_DATA EXCERPTS_
- Opening Delimiter -

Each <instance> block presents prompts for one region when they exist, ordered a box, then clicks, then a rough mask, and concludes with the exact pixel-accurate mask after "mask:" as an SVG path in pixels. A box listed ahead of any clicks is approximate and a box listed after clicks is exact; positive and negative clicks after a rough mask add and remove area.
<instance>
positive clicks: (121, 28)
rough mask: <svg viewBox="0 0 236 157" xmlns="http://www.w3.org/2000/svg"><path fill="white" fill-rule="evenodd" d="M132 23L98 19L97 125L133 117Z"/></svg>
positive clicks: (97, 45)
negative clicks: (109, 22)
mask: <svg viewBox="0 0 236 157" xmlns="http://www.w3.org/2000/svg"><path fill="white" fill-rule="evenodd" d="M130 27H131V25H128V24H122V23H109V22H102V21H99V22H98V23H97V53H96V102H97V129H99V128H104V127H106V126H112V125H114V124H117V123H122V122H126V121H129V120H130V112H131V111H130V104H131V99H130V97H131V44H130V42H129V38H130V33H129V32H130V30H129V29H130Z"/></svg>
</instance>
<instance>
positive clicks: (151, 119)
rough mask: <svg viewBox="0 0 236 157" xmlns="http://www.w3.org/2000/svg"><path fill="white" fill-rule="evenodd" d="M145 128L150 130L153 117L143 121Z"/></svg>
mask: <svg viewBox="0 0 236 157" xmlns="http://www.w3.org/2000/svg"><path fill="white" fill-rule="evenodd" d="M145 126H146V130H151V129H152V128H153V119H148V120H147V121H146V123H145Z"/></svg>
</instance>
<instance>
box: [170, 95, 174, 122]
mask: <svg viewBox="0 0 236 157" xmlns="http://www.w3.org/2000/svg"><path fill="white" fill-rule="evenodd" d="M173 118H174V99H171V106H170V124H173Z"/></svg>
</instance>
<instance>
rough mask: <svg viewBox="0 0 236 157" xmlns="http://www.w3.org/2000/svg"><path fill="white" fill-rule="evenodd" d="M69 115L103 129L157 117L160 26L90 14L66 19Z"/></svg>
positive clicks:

- Closing Delimiter -

_EXERCISE_
The number of lines in the data holding the string "positive" is the whole answer.

_FINISHED TASK_
5